This is very helpful.  I can see that the new posts link is going to work for me just fine.  I guess you *can* teach an old dog new tricks. Woof.


----------



## hypnotiq (Oct 4, 2013)

Makai Guy said:


> The best way around this is to go to New Posts first thing upon arriving.   Then don't just click on a post to view it in the same window, returning to New Posts via the browser Back button.  You run the risk of timing out and the rebuild of the New Posts screen when you return to it having dropped off a bunch of earlier messages.
> 
> Instead, right-click (or whatever mechanism is appropriate for your computer and operating system) to open the post in a new window or tab.  When you're done, just close that window or tab and return to the New Posts screen in its original, unchanged, window or tab.



This is how I've always browsed forums. Its the best way.


----------



## MULTIZ321 (Oct 4, 2013)

csxjohn said:


> This is very helpful.  I can see that the new posts link is going to work for me just fine.  I guess you *can* teach an old dog new tricks. Woof.



Woof. Woof.  Me too.  I didn't know about this feature.

Thanks Doug.


Richard


----------



## pedro47 (Oct 4, 2013)

My new posts is working just fine for me. Now I just needs an another week of vacation.


----------



## Makai Guy (Oct 4, 2013)

Rent_Share said:


> Doug
> 
> There was a way a user could select the folders displayed when they selected new posts  -  I recall  a post that it was lost during the last upgrade
> 
> ...



That feature came from a third party add-on, which unfortunately seems to be only partially compatible since we updated to this version of our vBulletin BBS software.  While it still seems to honor the choices you made before the upgrade (at least it seems to for me), it no longer gives you the panel for you to make/edit your new post display choices. It's been a while since I checked for an update to the add-on, though ...


----------



## T_R_Oglodyte (Oct 4, 2013)

Makai Guy said:


> That feature came from a third party add-on, which unfortunately seems to be only partially compatible since we updated to this version of our vBulletin BBS software.  While it still seems to honor the choices you made before the upgrade (at least it seems to for me), it no longer gives you the panel for you to make/edit your new post display choices. It's been a while since I checked for an update to the add-on, though ...

###

● **Do this**
Rewrite the stretch of the forum thread from "## MULTIZ321 (Oct" through "about this feature.", changing "old dog" to "old cat" wherever it appears.

###

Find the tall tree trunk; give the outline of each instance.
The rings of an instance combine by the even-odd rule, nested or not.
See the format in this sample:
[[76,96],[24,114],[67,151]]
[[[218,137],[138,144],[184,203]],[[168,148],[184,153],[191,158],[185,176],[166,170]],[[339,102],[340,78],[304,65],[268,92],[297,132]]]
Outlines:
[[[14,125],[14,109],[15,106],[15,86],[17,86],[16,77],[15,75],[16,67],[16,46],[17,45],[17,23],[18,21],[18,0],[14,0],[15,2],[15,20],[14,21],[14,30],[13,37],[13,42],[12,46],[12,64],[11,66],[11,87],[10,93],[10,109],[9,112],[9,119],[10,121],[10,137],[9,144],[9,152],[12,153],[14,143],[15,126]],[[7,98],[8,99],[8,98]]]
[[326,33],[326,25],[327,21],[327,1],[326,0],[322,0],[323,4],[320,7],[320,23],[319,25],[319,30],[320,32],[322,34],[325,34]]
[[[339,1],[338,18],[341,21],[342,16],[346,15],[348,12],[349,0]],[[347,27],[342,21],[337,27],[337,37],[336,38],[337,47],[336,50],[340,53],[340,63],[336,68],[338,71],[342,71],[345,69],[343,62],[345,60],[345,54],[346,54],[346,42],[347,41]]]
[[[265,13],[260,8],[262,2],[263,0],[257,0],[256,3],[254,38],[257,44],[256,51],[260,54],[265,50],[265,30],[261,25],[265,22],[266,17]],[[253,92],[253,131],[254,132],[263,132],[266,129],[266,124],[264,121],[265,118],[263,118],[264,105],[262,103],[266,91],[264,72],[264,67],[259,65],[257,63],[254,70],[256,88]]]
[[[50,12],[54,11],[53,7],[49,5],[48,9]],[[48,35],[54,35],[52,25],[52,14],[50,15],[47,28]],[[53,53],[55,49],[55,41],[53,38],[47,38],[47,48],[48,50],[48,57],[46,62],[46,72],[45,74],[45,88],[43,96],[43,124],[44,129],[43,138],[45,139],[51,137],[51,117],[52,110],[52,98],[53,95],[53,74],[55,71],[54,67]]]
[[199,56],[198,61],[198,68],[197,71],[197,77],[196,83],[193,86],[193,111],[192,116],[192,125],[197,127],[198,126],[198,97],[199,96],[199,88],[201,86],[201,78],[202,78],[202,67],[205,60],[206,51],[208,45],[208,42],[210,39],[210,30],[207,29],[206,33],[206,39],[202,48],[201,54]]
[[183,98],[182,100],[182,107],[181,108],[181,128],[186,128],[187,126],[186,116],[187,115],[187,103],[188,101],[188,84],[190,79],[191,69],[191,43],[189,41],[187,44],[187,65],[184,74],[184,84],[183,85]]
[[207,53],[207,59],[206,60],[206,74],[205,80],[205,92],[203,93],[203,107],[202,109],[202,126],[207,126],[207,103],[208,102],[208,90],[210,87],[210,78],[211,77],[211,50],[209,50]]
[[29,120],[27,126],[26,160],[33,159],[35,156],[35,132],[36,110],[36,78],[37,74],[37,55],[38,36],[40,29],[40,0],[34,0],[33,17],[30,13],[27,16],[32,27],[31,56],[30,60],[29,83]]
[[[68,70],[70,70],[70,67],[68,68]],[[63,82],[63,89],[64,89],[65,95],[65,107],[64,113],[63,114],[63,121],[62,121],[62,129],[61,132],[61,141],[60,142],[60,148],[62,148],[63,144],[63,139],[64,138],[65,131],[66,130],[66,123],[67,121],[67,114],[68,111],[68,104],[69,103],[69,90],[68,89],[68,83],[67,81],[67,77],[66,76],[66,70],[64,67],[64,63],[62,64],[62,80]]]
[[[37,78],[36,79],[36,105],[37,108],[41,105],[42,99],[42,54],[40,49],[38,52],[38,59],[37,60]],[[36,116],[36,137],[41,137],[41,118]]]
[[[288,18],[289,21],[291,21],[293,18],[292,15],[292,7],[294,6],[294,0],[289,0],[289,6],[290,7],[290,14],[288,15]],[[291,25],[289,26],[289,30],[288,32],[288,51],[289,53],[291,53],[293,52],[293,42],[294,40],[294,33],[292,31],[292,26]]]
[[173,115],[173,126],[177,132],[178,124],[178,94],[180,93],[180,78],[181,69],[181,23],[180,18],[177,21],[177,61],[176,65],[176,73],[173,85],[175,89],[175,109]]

###

● **Complete answer**
## MULTIZ321 (Oct 4, 2013)

csxjohn said:


> This is very helpful.  I can see that the new posts link is going to work for me just fine.  I guess you *can* teach an old cat new tricks. Woof.



Woof. Woof.  Me too.  I didn't know about this feature.